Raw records
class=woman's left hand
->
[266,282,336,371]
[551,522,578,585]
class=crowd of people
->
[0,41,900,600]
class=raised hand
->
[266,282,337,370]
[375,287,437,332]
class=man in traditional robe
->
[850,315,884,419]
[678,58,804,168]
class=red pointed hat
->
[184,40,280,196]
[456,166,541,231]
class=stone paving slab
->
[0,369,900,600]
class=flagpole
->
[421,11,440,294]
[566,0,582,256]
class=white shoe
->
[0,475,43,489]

• PROBLEM TO SOLVE
Exactly as shown above, return every record.

• OUTPUT FOR THIS EXERCISE
class=woman's left hand
->
[266,282,336,371]
[551,522,578,585]
class=crowd of people
->
[0,41,900,600]
class=raised hand
->
[266,282,337,370]
[375,287,437,332]
class=man in traditional robe
->
[850,315,884,419]
[678,58,804,168]
class=red pointed hat
->
[184,40,280,196]
[456,166,541,231]
class=stone paving slab
->
[0,369,900,600]
class=flagpole
->
[421,11,440,294]
[566,0,582,256]
class=white shoe
->
[0,475,43,489]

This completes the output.